Starting at the line that contains "Target: ceiling light fixture" and continuing through the end of the material, write out every line again, requests included, with each polygon coordinate multiplied by 2.3 and rounded to a whole number, halves rounded up. Omit the pictures from your answer.

>> BEGIN Data for processing

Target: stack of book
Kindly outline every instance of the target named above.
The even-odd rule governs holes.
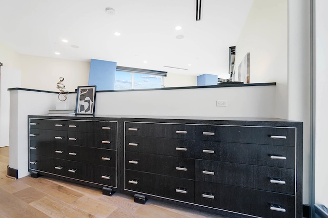
[[[48,115],[71,116],[75,115],[75,110],[50,110]]]

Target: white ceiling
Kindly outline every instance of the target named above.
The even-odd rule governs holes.
[[[196,0],[0,0],[0,40],[23,54],[228,78],[253,0],[202,2],[196,21]]]

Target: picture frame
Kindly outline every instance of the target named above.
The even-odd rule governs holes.
[[[96,85],[77,86],[75,114],[94,115]]]

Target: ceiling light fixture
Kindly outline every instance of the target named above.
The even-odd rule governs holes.
[[[113,15],[115,14],[115,10],[114,10],[113,8],[106,8],[106,9],[105,9],[105,10],[106,12],[106,13],[107,13],[108,14],[109,14],[110,15]]]
[[[177,26],[175,27],[176,30],[180,30],[182,28],[180,26]]]

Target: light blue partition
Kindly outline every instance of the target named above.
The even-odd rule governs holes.
[[[197,77],[197,85],[216,85],[217,75],[213,74],[202,74]]]
[[[92,59],[88,85],[96,85],[97,90],[114,90],[116,62]]]

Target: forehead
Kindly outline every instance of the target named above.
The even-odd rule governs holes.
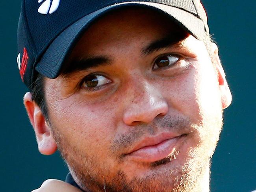
[[[92,49],[102,49],[102,46],[109,48],[117,42],[125,46],[134,37],[147,41],[184,33],[169,17],[155,10],[123,8],[95,22],[82,36],[71,55],[81,52],[89,53]]]

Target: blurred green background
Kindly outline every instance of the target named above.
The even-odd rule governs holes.
[[[211,191],[251,191],[256,188],[256,0],[202,1],[233,97],[213,158]],[[1,192],[31,191],[46,179],[64,179],[68,172],[59,154],[38,151],[22,105],[27,89],[16,63],[20,4],[0,2]]]

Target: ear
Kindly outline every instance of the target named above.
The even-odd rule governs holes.
[[[23,101],[35,130],[39,151],[43,155],[50,155],[54,153],[57,150],[57,144],[40,108],[32,100],[30,92],[25,94]]]
[[[228,85],[225,75],[225,72],[221,65],[219,56],[219,49],[218,46],[214,43],[212,44],[212,50],[213,52],[214,64],[217,69],[219,80],[219,90],[221,96],[221,103],[222,108],[224,109],[227,108],[231,103],[232,96],[229,87]]]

>> END Data for processing

• [Task answer]:
Target: ceiling light fixture
Kindly outline every instance of the target named above.
The even-odd rule governs holes.
[[[260,35],[265,32],[265,23],[262,23],[260,18],[244,18],[244,21],[242,21],[242,23],[244,28],[244,30],[246,30],[248,32],[251,32],[253,35]]]
[[[407,60],[403,62],[405,69],[414,69],[419,64],[414,60]]]

Target: light blue partition
Kindly outline every instance of the target named above.
The even-odd rule governs holes.
[[[453,177],[453,196],[497,196],[499,173],[490,170],[465,170]]]
[[[212,136],[202,196],[221,196],[223,207],[262,207],[267,143]]]

Target: forehead
Kindly outline every instance of the target named above.
The even-odd rule governs holes.
[[[212,113],[235,113],[235,106],[251,110],[269,97],[288,106],[308,85],[338,94],[423,76],[389,39],[357,23],[283,18],[219,51],[189,83],[163,127],[186,120],[205,122]]]

Target: blurred green background
Kindly outline every instance of the target named above.
The even-odd rule governs holes.
[[[485,439],[577,439],[589,432],[589,0],[465,2],[536,223],[490,363]],[[2,442],[71,439],[106,412],[147,412],[156,396],[136,354],[87,347],[51,242],[62,205],[37,145],[46,9],[0,5]]]

Target: ear
Kindly outline every instance of the target named above.
The even-odd rule governs holes.
[[[53,232],[81,299],[90,347],[99,357],[115,357],[124,352],[131,345],[131,331],[92,248],[74,230],[69,212],[58,216]]]
[[[524,196],[518,173],[518,166],[508,150],[504,129],[504,113],[501,106],[492,99],[488,101],[488,115],[490,120],[492,147],[499,159],[504,184],[504,207],[508,221],[508,237],[511,248],[515,251],[522,248],[531,237],[534,221],[527,200]]]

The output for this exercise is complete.